WRITTEN PROBLEM A >>
In the grant guidelines excerpt below, rewrite the paragraph beginning "The CLTC will host" as a short bulleted list that keeps its main facts.

Budget: how will the funds be used? Please break down the costs by category (people, travel, facilities, etc.)

Any other sources of support for the project, including matching grants and pending grant proposals

Please append bios for the PI and other key research personnel named in the proposal.

The CLTC will host an informal, non-obligatory Information Session on the grant application process in South Hall, Room 107, on September 7 from 4:00-5:00pm. CLTC will also host a handful of office hours for those seeking one-on-one advice; please check the CLTC website for more details.

In addition to the standard research grant submission process, the CLTC will maintain a small rainy-day fund for urgent, opportunistic use (i.e. to fund a small exploratory workshop on a newly emerging issue that was not anticipated during the regular grant cycle). To submit a request under this program, please contact the Center as early as possible to discuss your needs.

[Pointing dataset excerpts]
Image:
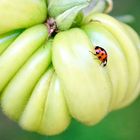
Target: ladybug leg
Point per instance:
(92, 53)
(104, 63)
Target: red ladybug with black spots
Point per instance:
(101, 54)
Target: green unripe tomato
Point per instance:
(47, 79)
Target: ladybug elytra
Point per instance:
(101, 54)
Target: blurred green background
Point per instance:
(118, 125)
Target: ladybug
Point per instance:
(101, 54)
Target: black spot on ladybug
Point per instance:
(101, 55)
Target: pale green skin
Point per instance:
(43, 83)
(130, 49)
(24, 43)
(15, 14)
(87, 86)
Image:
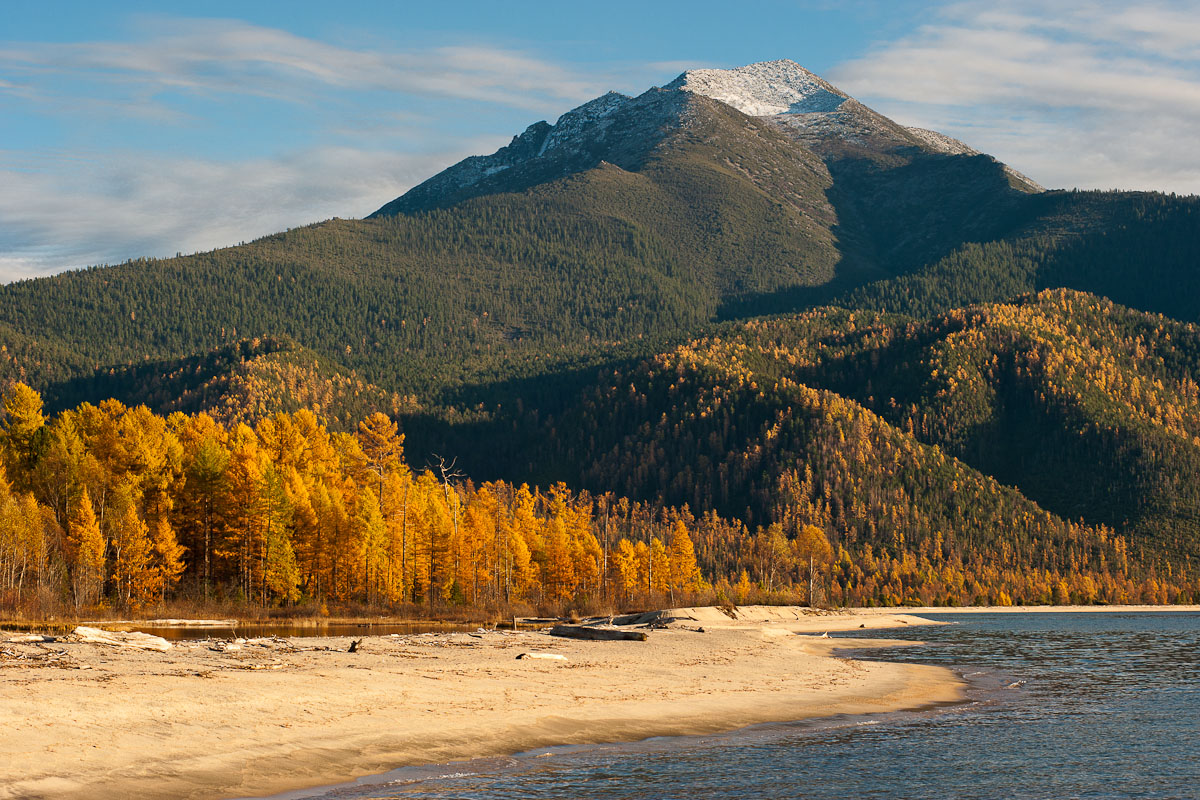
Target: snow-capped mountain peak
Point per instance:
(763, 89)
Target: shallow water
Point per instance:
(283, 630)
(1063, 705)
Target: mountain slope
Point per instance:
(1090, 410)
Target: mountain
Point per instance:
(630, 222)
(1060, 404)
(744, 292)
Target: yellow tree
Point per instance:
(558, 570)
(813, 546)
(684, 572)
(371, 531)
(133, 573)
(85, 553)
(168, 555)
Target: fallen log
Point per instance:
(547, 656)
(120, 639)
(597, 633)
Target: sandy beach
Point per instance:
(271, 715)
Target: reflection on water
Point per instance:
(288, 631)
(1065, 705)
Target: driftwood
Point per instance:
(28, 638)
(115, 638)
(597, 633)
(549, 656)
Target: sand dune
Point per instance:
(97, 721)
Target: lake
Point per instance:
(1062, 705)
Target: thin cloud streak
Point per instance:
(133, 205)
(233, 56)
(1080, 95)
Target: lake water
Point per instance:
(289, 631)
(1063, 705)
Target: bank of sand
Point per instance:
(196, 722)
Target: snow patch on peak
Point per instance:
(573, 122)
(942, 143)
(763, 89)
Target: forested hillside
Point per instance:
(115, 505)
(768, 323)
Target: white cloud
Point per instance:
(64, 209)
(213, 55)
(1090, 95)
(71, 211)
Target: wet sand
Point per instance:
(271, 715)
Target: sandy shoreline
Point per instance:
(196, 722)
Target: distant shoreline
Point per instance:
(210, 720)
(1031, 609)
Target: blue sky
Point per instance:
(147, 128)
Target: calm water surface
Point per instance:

WRITTEN PROBLEM B >>
Write out the records from the line containing "Target: forested hillside" through the end of the records, with that first line included.

FULL RESPONSE A >>
- The CLTC will hold an informal, optional Information Session on the grant application process.
- Place: South Hall, Room 107.
- Time: September 7, 4:00–5:00pm.
- The CLTC will also hold a few office hours for one-on-one advice. Details are on the CLTC website.

FULL RESPONSE B >>
Target: forested hillside
Point per instance:
(115, 505)
(768, 323)
Target: white cloud
Point per instance:
(64, 209)
(213, 55)
(1090, 95)
(71, 211)
Target: wet sand
Point per instance:
(271, 715)
Target: sandy shoreline
Point per instance:
(196, 722)
Target: distant shoreline
Point per instance:
(210, 720)
(1031, 609)
Target: blue sky
Point per instance:
(147, 128)
Target: calm water surface
Point per instance:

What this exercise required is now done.